→ **WHAT TO DO**
(a) In the stroke abstract, rewrite the part that opens with the words containing "BMC Neurology  2008;8:28." and closes with "acute stroke patients.", replacing "NGTs" with "nasogastric tubes".
(b) Answer these questions using the stroke abstract:
(i) How many stroke patients were examined in the first part of the study?
(ii) By what method was pharyngeal misplacement of the tubes examined?
(iii) How many individual patients were serially examined with and without a tube in place?
(c) Finish out the next part of the abstract on nasogastric tubes in stroke patients, starting after its final sentence.

BMC Neurology  2008;8:28.
Background
Early feeding via a nasogastric tube (NGT) is recommended as safe way of supplying nutrition in patients with acute dysphagic stroke. However, preliminary evidence suggests that NGTs themselves may interfere with swallowing physiology. In the present study we therefore investigated the impact of NGTs on swallowing function in acute stroke patients.
Methods
In the first part of the study the incidence and consequences of pharyngeal misplacement of NGTs were examined in 100 stroke patients by fiberoptic endoscopic evaluation of swallowing (FEES). In the second part, the effect of correctly placed NGTs on swallowing function was evaluated by serially examining 25 individual patients with and without a NGT in place.

→ **GIVEN ENTRIES**
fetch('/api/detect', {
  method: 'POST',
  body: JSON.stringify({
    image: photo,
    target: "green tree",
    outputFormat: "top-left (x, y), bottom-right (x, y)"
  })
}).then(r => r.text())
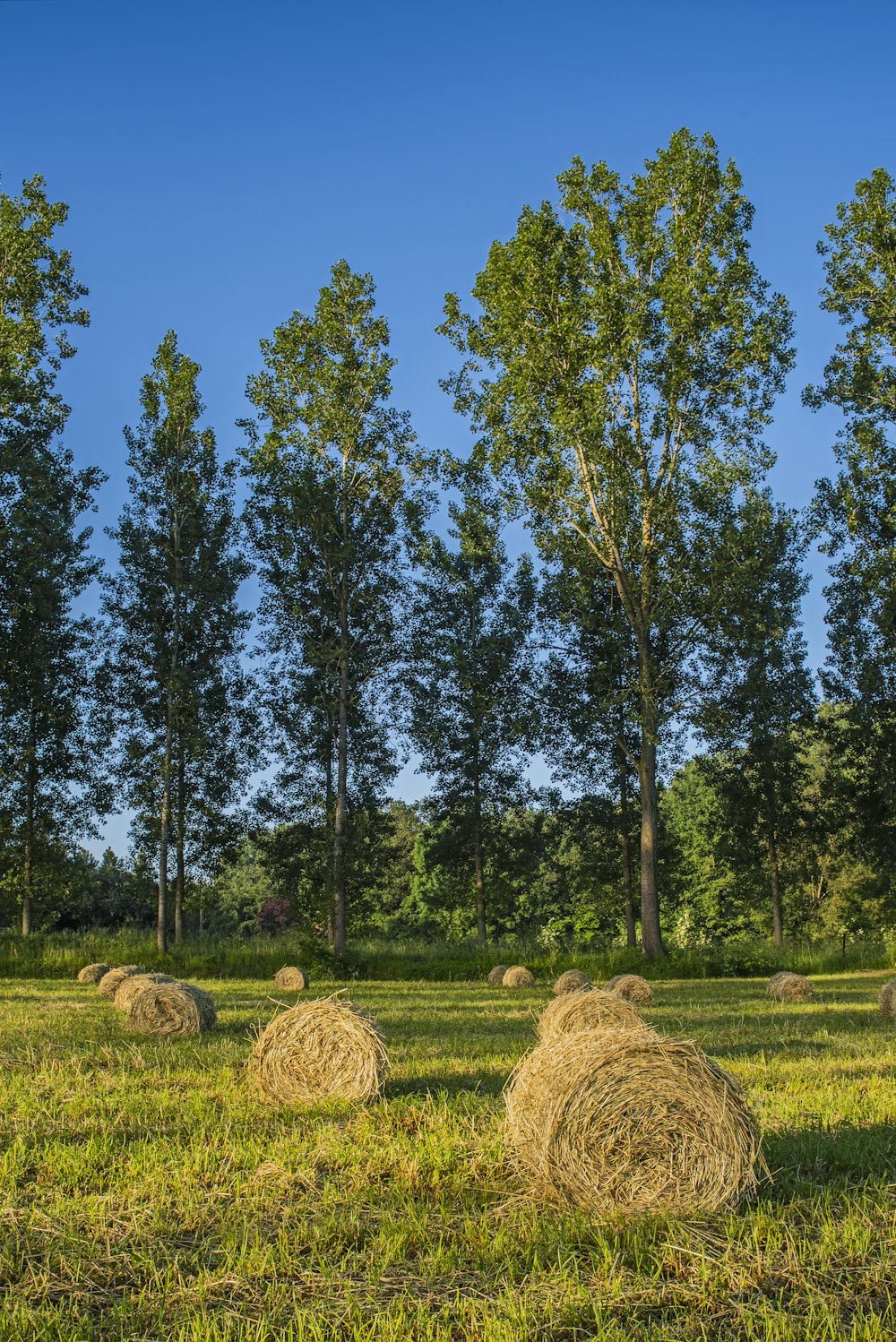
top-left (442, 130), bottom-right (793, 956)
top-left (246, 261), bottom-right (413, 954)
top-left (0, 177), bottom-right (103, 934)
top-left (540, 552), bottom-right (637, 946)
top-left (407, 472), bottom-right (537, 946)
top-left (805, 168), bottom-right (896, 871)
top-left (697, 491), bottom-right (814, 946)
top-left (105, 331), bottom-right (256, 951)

==

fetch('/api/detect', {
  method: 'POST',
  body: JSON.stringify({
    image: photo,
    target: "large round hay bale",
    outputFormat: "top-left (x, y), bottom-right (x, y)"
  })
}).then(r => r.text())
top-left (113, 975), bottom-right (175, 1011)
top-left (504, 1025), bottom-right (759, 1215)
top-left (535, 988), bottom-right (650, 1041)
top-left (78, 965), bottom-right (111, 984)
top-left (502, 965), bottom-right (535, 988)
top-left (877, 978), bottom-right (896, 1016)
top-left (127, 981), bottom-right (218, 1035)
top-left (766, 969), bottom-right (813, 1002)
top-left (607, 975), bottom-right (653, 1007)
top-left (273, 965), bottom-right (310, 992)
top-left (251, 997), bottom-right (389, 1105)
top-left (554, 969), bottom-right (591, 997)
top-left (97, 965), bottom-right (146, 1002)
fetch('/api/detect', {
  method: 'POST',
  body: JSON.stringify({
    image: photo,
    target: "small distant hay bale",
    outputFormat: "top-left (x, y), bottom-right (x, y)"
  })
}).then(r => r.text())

→ **TASK RESULTS**
(a)
BMC Neurology  2008;8:28.
Background
Early feeding via a nasogastric tube (NGT) is recommended as safe way of supplying nutrition in patients with acute dysphagic stroke. However, preliminary evidence suggests that nasogastric tubes themselves may interfere with swallowing physiology. In the present study we therefore investigated the impact of nasogastric tubes on swallowing function in acute stroke patients.

(b)
(i) 100 stroke patients.
(ii) Fiberoptic endoscopic evaluation of swallowing (FEES).
(iii) 25 patients.

(c)
Results
A correctly placed NGT did not cause a worsening of stroke-related dysphagia. Except for two cases, in which swallowing material got stuck to the NGT and penetrated into the laryngeal vestibule after the swallow, no changes of the amount of penetration and aspiration were noted with the NGT in place as compared to the no-tube condition. Pharyngeal misplacement of the NGT was identified in 5 of 100 patients. All these patients showed worsening of dysphagia caused by the malpositioned NGT with an increase of pre-, intra-, and postdeglutitive penetration.
Conclusion
Based on these findings, there are no principle obstacles to start limited and supervised oral feeding in stroke patients with a NGT in place.